● **SHORT TASK**: Display each line of the data that contains the word "shoreline".

## Begin

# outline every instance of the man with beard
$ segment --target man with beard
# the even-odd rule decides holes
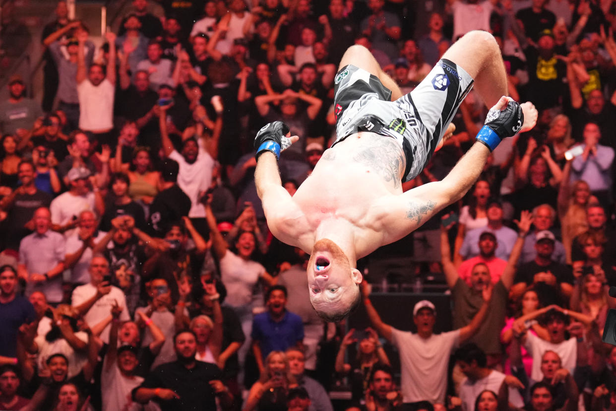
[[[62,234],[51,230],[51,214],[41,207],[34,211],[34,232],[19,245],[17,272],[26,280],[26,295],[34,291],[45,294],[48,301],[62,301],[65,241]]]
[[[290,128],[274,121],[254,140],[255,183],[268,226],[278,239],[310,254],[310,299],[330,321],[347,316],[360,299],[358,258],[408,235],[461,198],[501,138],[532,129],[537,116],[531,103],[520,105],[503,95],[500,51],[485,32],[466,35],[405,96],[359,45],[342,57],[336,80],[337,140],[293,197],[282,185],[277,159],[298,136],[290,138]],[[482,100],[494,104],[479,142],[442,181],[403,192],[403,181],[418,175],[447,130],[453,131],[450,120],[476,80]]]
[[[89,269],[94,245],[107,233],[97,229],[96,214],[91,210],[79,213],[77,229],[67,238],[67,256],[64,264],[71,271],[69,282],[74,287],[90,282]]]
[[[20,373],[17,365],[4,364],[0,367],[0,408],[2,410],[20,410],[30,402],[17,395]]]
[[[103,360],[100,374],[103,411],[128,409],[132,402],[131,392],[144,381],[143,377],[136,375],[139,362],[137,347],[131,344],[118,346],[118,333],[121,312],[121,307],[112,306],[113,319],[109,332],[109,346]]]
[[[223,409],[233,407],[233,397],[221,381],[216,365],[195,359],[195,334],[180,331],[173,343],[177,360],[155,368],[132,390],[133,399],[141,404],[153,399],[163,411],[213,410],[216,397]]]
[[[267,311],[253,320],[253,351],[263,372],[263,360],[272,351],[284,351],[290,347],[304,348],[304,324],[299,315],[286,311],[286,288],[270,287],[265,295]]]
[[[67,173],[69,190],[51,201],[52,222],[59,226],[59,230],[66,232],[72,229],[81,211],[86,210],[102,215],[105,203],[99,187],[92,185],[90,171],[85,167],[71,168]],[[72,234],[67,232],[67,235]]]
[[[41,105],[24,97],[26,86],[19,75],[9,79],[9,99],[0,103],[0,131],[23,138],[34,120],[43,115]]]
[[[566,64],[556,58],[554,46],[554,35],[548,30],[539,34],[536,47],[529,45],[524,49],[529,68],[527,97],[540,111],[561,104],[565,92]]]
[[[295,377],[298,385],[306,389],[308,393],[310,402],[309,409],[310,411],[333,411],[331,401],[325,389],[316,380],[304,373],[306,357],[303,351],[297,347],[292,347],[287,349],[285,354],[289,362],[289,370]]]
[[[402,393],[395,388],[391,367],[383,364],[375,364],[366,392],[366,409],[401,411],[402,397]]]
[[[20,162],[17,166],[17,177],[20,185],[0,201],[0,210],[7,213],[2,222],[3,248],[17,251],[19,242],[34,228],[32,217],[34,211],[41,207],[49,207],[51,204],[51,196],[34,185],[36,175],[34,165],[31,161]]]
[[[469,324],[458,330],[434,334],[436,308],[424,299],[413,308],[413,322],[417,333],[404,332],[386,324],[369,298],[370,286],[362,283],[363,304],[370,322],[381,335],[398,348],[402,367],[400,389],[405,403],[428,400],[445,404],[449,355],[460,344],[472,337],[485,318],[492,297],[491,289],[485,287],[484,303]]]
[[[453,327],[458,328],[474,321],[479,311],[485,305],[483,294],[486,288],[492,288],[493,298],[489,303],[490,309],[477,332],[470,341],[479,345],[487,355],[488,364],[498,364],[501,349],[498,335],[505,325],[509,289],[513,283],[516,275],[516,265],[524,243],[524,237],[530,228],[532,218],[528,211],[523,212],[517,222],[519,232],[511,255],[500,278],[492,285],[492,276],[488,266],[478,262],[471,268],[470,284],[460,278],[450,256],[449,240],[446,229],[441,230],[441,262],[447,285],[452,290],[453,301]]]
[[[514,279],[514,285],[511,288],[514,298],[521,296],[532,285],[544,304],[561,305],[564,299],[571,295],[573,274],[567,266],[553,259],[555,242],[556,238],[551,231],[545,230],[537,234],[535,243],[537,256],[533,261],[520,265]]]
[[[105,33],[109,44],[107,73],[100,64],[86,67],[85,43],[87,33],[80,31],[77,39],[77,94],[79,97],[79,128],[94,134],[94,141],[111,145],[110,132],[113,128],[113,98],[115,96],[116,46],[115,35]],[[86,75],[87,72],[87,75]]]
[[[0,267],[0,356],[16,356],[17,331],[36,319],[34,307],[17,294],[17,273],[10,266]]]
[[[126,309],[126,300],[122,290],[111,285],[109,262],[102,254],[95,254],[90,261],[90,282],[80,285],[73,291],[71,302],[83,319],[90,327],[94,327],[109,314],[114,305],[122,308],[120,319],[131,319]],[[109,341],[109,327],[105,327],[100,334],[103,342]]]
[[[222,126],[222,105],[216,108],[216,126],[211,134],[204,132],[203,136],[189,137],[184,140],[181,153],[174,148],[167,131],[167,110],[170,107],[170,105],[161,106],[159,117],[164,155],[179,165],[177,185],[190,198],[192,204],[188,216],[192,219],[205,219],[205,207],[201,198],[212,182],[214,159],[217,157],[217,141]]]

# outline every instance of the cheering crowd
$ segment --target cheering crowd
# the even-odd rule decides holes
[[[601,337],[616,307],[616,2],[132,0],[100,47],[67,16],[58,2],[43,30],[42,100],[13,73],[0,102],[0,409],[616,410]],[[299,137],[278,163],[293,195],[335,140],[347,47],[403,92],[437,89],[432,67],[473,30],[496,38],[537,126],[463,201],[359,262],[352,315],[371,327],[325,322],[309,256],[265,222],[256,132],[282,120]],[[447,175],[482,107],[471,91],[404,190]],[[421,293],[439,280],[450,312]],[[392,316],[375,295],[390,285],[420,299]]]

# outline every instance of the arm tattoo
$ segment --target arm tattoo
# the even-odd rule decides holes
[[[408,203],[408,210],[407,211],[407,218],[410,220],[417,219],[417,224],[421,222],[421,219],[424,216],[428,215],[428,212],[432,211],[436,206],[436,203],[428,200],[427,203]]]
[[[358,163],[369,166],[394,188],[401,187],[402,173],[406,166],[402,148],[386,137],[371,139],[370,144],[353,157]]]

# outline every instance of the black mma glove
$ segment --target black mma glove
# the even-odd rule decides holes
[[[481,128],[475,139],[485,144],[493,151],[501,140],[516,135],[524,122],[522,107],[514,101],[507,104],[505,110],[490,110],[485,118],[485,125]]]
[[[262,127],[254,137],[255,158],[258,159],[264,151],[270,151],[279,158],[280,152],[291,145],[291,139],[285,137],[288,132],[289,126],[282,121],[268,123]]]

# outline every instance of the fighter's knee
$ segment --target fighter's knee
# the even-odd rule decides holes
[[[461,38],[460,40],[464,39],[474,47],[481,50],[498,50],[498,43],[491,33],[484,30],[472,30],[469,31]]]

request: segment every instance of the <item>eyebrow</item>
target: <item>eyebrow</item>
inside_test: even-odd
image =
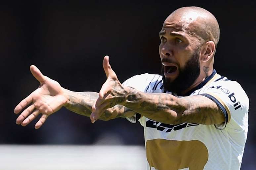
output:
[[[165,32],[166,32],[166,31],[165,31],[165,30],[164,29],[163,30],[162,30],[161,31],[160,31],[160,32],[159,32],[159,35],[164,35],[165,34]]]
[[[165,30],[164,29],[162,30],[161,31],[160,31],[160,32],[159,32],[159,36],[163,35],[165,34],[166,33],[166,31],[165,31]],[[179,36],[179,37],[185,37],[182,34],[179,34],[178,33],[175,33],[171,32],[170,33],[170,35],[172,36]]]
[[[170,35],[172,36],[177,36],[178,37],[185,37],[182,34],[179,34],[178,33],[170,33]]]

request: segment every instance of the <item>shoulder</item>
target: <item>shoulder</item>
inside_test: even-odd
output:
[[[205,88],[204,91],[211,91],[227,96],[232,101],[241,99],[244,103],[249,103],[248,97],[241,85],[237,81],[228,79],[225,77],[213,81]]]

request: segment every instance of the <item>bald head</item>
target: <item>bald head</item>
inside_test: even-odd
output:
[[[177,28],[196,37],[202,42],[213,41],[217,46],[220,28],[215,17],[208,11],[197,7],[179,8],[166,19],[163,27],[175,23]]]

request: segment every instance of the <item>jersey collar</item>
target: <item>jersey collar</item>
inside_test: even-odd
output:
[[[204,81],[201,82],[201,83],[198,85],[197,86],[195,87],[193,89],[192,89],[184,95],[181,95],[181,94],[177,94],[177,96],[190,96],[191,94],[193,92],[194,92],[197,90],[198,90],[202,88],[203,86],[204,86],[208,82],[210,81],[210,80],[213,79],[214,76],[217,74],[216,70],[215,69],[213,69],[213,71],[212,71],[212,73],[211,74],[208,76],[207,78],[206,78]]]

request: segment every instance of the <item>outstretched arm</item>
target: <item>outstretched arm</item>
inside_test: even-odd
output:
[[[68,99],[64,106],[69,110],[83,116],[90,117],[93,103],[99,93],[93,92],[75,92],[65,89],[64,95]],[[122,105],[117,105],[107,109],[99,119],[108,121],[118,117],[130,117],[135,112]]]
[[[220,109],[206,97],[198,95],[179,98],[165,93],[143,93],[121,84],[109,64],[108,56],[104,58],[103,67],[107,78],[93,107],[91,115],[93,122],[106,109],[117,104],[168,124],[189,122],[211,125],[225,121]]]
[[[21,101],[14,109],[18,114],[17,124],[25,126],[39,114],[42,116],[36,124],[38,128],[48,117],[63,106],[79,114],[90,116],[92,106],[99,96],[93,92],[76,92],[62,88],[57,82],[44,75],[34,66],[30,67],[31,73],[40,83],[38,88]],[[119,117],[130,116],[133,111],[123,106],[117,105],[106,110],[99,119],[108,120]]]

## End
## Begin

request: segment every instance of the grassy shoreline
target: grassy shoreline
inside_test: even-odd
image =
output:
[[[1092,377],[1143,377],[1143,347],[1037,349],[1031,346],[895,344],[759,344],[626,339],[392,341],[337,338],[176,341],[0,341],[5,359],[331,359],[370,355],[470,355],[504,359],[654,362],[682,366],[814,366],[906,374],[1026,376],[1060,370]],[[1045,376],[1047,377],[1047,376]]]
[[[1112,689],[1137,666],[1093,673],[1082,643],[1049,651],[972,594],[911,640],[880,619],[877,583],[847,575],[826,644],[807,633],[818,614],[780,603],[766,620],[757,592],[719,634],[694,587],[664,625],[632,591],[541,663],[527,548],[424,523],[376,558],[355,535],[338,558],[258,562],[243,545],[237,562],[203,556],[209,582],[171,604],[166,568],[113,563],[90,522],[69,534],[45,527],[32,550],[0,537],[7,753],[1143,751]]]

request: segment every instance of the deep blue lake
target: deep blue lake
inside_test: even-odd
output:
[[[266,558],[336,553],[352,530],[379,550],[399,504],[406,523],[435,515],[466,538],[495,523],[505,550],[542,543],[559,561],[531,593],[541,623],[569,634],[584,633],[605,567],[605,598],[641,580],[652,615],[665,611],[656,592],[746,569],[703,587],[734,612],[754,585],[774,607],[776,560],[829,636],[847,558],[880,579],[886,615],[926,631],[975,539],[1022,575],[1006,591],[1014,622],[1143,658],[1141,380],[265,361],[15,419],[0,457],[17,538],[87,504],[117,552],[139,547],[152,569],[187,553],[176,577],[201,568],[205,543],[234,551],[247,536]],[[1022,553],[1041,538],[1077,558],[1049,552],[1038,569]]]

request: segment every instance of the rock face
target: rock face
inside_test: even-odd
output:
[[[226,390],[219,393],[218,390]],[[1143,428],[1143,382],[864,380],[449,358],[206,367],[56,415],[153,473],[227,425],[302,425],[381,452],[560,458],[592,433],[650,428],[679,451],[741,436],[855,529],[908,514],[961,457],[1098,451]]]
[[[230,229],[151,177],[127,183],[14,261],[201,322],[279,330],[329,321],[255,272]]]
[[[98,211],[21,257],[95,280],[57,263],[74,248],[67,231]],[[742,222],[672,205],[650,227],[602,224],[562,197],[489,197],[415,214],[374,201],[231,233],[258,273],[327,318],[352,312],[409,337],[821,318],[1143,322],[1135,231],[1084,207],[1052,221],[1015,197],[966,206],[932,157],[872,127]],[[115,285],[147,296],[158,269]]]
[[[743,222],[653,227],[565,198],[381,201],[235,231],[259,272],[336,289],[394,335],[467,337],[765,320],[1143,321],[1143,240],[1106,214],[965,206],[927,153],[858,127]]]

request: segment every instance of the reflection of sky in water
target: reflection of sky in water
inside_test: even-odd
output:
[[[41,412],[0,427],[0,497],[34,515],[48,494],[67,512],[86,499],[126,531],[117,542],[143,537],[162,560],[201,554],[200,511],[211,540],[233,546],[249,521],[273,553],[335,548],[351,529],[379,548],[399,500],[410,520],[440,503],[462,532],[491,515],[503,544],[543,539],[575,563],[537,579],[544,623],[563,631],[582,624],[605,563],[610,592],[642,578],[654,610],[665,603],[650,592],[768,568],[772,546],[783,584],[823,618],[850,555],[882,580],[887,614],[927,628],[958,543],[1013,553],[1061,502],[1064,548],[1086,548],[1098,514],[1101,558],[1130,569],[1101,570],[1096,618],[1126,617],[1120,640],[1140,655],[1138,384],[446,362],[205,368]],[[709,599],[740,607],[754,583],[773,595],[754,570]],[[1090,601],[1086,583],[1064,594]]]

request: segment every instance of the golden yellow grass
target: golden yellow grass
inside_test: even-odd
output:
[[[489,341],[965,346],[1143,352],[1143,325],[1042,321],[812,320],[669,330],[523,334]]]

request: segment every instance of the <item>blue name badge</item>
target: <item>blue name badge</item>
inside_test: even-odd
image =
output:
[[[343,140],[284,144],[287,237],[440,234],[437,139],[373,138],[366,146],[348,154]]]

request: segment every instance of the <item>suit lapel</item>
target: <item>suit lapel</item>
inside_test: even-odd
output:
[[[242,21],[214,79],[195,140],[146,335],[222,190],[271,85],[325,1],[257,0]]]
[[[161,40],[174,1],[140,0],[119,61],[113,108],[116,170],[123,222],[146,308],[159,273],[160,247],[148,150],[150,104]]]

## End
## Begin

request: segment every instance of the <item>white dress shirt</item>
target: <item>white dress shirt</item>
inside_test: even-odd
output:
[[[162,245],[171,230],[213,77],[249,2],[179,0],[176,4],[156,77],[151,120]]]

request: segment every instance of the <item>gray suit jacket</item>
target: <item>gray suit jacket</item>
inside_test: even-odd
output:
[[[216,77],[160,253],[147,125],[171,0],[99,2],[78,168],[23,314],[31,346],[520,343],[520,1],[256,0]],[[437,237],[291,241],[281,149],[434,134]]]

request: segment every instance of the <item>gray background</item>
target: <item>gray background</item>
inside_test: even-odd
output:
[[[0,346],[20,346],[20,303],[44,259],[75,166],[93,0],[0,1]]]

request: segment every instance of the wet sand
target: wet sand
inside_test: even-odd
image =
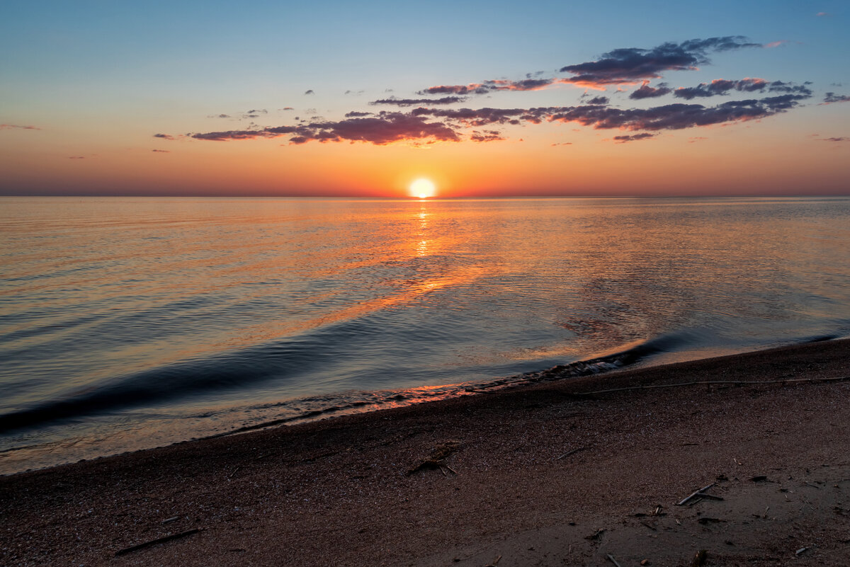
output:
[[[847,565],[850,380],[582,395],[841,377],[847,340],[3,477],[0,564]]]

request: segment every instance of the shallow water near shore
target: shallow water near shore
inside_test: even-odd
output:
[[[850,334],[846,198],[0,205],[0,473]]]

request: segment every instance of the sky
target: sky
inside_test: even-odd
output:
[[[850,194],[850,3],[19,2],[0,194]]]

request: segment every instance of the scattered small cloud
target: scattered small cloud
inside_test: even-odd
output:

## End

● **ANSWER IN FULL**:
request: segment every instance of the grassy shoreline
target: grassy shoreline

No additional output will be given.